(Extracted text)

NEW YORK, Dec 12 (Reuters) – Oil prices settled up about USD 2 a barrel on Monday on supply jitters, as a key pipeline supplying the United States closed and Russia threatened a production cut even as China’s loosening COVID-19 restrictions bolstered the fuel demand outlook.
Brent crude futures settled at USD 77.99 a barrel, gaining USD 1.89 or 2.5%. US West Texas Intermediate crude settled at USD 73.17 a barrel, rising USD 2.15, or 3%.
Last week, Brent and WTI fell to their lowest since December 2021 as investors worried a possible global recession could hurt oil demand.
The potential of a prolonged outage of TC Energy Corp’s TRP.TO Canada-to-US Keystone crude oil pipeline helped turn prices around.
“Keystone Pipeline repair appears to be taking longer than expected (and) upping the possibility of further stock draws at Cushing,” said Jim Ritterbusch at Ritterbusch and Associates.
Traders worried about how long it would take to clean up and restart the Keystone oil pipeline after more than 14,000 barrels of oil leaked last week, the largest US crude oil spill in nearly a decade.
TC Energy shut the pipeline after the spill was discovered late last Wednesday in Kansas. The company told officials in Washington County, Kansas, that they have not yet determined the cause or timeline for a restart. Officials were excavating around the 622,000 barrel-per-day Keystone line, a critical passageway for heavy Canadian crude shipped to US refiners and to the Gulf Coast for export.
The outage is expected to shrink supplies at the Cushing, Oklahoma storage hub, and delivery point for benchmark US crude oil futures.
Seven analysts polled by Reuters estimated, on average, that overall crude inventories dropped by about 3.9 million barrels in the week to Dec. 9, a preliminary Reuters poll showed.
Bank of America Global research said Brent could rebound past USD 90 per barrel on the back of a dovish pivot in the US Federal Reserve’s monetary policy and a “successful” economic reopening by China.

(End Extracted text)
(Data supplied)

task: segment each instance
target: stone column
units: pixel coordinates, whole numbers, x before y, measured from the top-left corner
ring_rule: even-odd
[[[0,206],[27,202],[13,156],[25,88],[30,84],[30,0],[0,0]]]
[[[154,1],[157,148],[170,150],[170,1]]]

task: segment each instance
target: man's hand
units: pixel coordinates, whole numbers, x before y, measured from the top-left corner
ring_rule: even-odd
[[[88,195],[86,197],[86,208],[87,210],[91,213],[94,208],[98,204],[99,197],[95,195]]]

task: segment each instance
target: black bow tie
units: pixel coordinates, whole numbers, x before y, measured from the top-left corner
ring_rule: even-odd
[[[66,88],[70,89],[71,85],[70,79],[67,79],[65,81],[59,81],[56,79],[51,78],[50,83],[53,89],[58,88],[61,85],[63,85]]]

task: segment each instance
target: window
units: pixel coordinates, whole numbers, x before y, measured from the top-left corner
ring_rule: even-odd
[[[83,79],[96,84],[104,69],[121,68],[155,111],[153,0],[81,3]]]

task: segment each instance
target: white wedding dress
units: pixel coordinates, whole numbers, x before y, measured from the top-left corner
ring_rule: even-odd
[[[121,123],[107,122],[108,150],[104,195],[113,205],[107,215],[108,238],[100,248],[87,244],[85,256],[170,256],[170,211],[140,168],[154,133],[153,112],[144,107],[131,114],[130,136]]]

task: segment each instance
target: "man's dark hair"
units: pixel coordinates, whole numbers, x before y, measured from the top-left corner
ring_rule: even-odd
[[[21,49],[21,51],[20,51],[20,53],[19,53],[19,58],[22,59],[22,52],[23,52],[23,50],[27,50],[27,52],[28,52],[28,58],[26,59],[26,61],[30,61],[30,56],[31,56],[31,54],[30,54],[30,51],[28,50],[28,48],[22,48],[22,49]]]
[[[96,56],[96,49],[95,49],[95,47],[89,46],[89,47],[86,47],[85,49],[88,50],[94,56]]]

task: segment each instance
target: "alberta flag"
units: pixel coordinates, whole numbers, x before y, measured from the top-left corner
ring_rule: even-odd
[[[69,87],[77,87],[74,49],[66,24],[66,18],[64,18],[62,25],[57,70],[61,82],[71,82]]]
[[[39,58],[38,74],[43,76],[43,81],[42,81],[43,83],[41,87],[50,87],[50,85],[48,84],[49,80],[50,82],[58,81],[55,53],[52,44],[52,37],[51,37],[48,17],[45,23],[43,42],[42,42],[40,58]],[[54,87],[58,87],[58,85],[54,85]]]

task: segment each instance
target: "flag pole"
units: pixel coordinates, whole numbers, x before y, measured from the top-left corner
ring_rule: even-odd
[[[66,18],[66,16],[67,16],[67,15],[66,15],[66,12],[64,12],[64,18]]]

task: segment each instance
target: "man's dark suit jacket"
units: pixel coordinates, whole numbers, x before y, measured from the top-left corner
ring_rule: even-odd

(End Data supplied)

[Instructions for the task] Proceed with the oil price report from the point where it stops, adding the next few paragraphs in the same news style.

[Reply]
“China’s reopening is definitely something the market is focused on,” said Phil Flynn, analyst at Price Futures group.
China, the world’s biggest crude oil importer, continued to loosen its strict zero-COVID policy, though streets in the capital Beijing remained quiet and many businesses stayed shut over the weekend.
On Monday, queues formed outside fever clinics in the cities of Beijing and Wuhan, where COVID first emerged three years ago.
“Oil markets will likely stay volatile in the near term amid uncertainty over the impact on Russian output from the EU’s ban, headlines on China’s COVID policy, and central bank movements in the US and Europe,” UBS analysts said in a note.
Russian President Vladimir Putin said on Friday that Russia could cut production and would refuse to sell oil to any country that imposes a “stupid” price cap on Russian exports.
Saudi Arabia’s energy minister also said on Sunday that price cap measures had no clear results yet.
The number of tankers waiting to pass through Istanbul’s Bosphorus Strait fell on Monday, showing an easing of the recent build-up in traffic.
“The emergent EU embargo on Russian crude… may add moderate upside energy price risks in the next few months. But supply uncertainty should ease by spring 2023, after the embargo on oil products (on Feb.5) plays out,” Deutsche Bank said in a note.